■ Page extract ■
☆ ☆ ☆ ☆

The Lutheran Church of the Redeemer (כנסיית הגואל; الكنيسة اللوثرية في القدس; Erlöserkirche) is an Lutheran-Protestant church in the Old City of Jerusalem. It is the property of the Protestant Jerusalem Foundation, one of the three foundations of the Protestant Church in Germany (EKD) in the Holy Land. Built between 1893 and 1898 by the architect Paul Ferdinand Groth following the designs of Friedrich Adler, the Church of the Redeemer currently houses Lutheran congregations that worship in Arabic, German, Danish, and English. The Church, together with the adjoining provost building, is the seat of the Provost of the German Protestant Ministries in the Holy Land ("Evangelisch in Jerusalem"). It also serves as the headquarters of the Bishop of the Evangelical Lutheran Church in Jordan and the Holy Land since this Arabic-speaking (Palestinian) church became independent from the German provost in 1979.

Built on land given to King William I of Prussia (after 1870 Kaiser Wilhelm I) on the occasion of the latter's participation at the inauguration of the Suez Canal in 1869 by Sultan Abdülhamid of the Ottoman Empire, the church was constructed from 1892 to 1898. The location had been the site of the old church of St. Mary Minor. In 1898 Kaiser Wilhelm II made a trip to Jerusalem to personally dedicate the new church. For the dedication of the church the Kaiser entered the city on horseback through two specially made ceremonial arches, one a gift of the Ottoman Empire. The church was dedicated on Reformation Day, 1898. At the dedication Wilhelm said:

From Jerusalem came the light in splendor from which the German nation became great and glorious; and what the Germanic peoples have become, they became under the banner of the cross, the emblem of self-sacrificing charity.

☆ ☆ ☆ ☆

■ Excerpted records ■
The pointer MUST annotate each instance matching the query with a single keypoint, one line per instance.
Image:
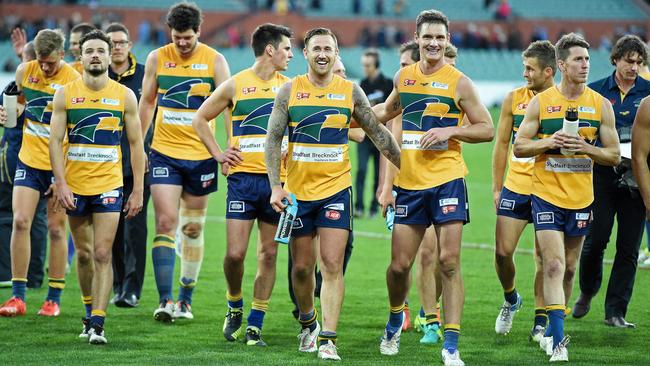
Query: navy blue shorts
(334, 211)
(249, 197)
(515, 205)
(37, 179)
(197, 177)
(547, 216)
(110, 201)
(444, 203)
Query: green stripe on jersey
(408, 98)
(300, 112)
(550, 125)
(244, 106)
(166, 82)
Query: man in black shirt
(130, 246)
(377, 87)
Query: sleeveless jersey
(566, 181)
(520, 170)
(95, 122)
(78, 67)
(250, 112)
(39, 91)
(319, 119)
(183, 85)
(428, 102)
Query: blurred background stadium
(490, 34)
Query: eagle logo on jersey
(40, 109)
(259, 117)
(429, 107)
(313, 124)
(181, 92)
(101, 121)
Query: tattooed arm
(273, 147)
(378, 133)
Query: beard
(96, 72)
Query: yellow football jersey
(250, 112)
(39, 91)
(520, 170)
(78, 67)
(183, 85)
(95, 122)
(428, 102)
(566, 181)
(319, 118)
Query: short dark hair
(184, 16)
(268, 33)
(83, 28)
(117, 27)
(626, 45)
(431, 16)
(543, 52)
(371, 52)
(411, 46)
(96, 34)
(566, 42)
(320, 32)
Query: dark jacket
(9, 148)
(131, 78)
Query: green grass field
(135, 338)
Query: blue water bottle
(390, 215)
(283, 234)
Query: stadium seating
(483, 65)
(474, 10)
(207, 5)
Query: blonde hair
(48, 41)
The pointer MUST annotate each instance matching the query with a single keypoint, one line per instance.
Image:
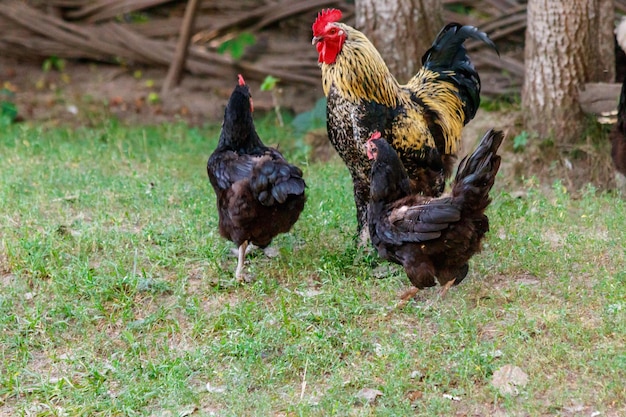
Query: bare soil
(86, 94)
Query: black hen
(431, 237)
(259, 194)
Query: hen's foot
(406, 297)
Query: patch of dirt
(86, 94)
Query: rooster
(259, 194)
(431, 237)
(422, 119)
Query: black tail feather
(448, 53)
(274, 181)
(477, 172)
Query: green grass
(117, 295)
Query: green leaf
(8, 110)
(520, 141)
(237, 45)
(269, 83)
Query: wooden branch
(174, 73)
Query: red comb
(323, 18)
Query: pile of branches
(145, 32)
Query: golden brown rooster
(421, 119)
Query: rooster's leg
(445, 288)
(406, 297)
(242, 257)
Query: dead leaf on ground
(368, 395)
(414, 395)
(508, 378)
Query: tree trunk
(566, 46)
(401, 30)
(604, 70)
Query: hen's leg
(445, 288)
(361, 199)
(242, 258)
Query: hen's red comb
(323, 18)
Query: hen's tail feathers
(448, 53)
(274, 181)
(477, 173)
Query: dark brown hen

☆ ☆ ☆ ☆

■ Assignment A ■
Condense the paragraph of the Church of the Redeemer text that begins "The Lutheran Church of the Redeemer" into a short list that keeps its main facts.
■ Assignment B ■
Write the next part of the Church of the Redeemer text, picking up after the quoted words of Kaiser Wilhelm II.

■ Task response A ■
- Lutheran-Protestant church in the Old City of Jerusalem
- Owned by the Protestant Jerusalem Foundation, one of three foundations of the Protestant Church in Germany (EKD) in the Holy Land
- Built 1893–1898 by architect Paul Ferdinand Groth, following designs by Friedrich Adler
- Houses Lutheran congregations worshipping in Arabic, German, Danish, and English
- With the adjoining provost building, it is the seat of the Provost of the German Protestant Ministries in the Holy Land ("Evangelisch in Jerusalem")
- Headquarters of the Bishop of the Evangelical Lutheran Church in Jordan and the Holy Land since that Arabic-speaking (Palestinian) church became independent from the German provost in 1979

■ Task response B ■
The Redeemer Church was closed for services from the end of May 1940 until 1950, when the Palestinian Lutheran congregation resumed services, and later the Protestant congregation of German language followed.

In the gardens of the Lutheran-Protestant Church of the Redeemer is a plaque marking the location of the first hospital of the crusader Order of the Knights of St. John, and the church contains a chapel dedicated to Saint John the Baptist. (Note: The Lutheran branches of the Knights Hospitaller today include the Order of Saint John (Bailiwick of Brandenburg) and the Order of Saint John in Sweden.) Directly adjacent to the Lutheran Church of the Redeemer is the Church of the Holy Sepulchre that marks the traditional site where Jesus was crucified.

==Pastors and provosts==

The church ordained the first Palestinian female pastor in the Holy Land, Sally Azar, on 22 January 2023. Azar will head the English-speaking congregation in the church and be one of five ordained female leaders in the Middle East.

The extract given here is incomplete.